## [PASSAGE PROVIDED]
****************************************

It looked like a long face plant from the penthouse – except it wasn’t. Seeing how Trump rebounded from that loss sheds light on what he is doing now and prompts the thought: maybe his stubborn refusal to fully acknowledge his election defeat on 3 November – his numerous legal challenges and his accusations of fraud – is more like a bankruptcy than a (half-hearted) coup.

Since the 1970s, bankruptcy law has developed in a contradictory fashion in the US: while laws and norms against individual and national bankruptcy (also known as default) have grown more stringent and punitive, norms and laws governing corporate bankruptcy have become more lenient. Famously, in the US, one cannot default on student loans, but it is common for corporate leaders to walk away from business failure at a profit.

For decades, we have lived in an era of “strategic bankruptcy” which allows management to file for what is called “Chapter 11” to default on contracts and promises without foregoing leadership of the company itself. Bankruptcy is less a private apocalypse than a canny business move.

As one researcher at a brokerage described it in 1987: “When a company goes into bankruptcy, it enters sort of a state of grace. It pays no interest on all its debt, its contracts are unenforceable.”  

This era birthed “business as usual” bankruptcies. You could walk by a shop and see no outward signs of commercial trouble even when purges were afoot. At the business end of the purge were always the workers. Funds intended for wages or pensions were consumed by costs during lengthy negotiations with creditors and bondholders and the high fees of so-called “distressed debt specialists”. The broken promises to workers had an evocative label: “Betrayal without remedy.” 

[See also: Anne Applebaum on Donald Trump: “History has always hung in the balance. We just imagine that it didn’t”]

Trump’s 1990 crack-up in Atlantic City was a banner example of the new bankruptcy. Even as workers and contractors went unpaid, Trump managed to retain control of the casinos. Thirty years later, he repaid the person who represented his creditors when he made Wilbur Ross, then known as “the King of Bankruptcy”, his commerce secretary. 

What happened in Atlantic City in the early 1990s is happening again in Washington, DC as Trump uses the resources of the state and the donations of his supporters to carry out a legal crusade that would seem quixotic and pointless were it not for the fact that it could line the pockets of those involved.

****************************************

## [REQUIRED TASK 1]
According to the bankruptcy article, what post did Trump give Wilbur Ross?

## [DATASET EXTRACT]
****************************************

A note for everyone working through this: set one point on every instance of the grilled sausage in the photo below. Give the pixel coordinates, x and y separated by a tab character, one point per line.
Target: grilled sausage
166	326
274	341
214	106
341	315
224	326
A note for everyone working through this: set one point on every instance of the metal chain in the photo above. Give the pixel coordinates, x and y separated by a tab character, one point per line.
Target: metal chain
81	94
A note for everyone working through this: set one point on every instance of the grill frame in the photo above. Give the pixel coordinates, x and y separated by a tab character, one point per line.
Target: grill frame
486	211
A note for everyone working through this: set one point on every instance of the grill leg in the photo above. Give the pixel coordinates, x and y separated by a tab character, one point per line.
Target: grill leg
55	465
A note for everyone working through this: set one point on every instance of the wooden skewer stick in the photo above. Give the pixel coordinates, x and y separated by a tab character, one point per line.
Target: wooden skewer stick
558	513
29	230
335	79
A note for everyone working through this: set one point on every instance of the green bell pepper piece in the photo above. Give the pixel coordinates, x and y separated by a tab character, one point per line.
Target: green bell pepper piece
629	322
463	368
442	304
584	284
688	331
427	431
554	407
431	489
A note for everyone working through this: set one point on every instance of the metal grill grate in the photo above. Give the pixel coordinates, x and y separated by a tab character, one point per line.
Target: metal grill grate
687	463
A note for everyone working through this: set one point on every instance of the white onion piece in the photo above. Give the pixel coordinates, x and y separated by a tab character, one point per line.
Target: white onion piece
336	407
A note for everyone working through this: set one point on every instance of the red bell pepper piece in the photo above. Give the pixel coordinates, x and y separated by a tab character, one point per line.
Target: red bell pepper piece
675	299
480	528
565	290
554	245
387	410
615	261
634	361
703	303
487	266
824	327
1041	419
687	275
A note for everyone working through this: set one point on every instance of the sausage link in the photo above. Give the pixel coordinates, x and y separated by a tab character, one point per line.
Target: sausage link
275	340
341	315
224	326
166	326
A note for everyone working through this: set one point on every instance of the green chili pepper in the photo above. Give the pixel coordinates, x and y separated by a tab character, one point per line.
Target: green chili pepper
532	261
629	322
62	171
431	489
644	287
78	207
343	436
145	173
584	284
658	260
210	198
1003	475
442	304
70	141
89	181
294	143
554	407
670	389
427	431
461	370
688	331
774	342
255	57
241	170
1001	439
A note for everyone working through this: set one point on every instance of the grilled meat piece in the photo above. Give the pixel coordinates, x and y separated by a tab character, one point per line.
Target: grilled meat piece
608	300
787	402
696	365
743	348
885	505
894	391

****************************************

## [REQUIRED TASK 2]
How many lines of the listing contain the word "meat"? Reply with the number alone.

## [EXERCISE OUTPUT 1]
Commerce secretary.

## [EXERCISE OUTPUT 2]
2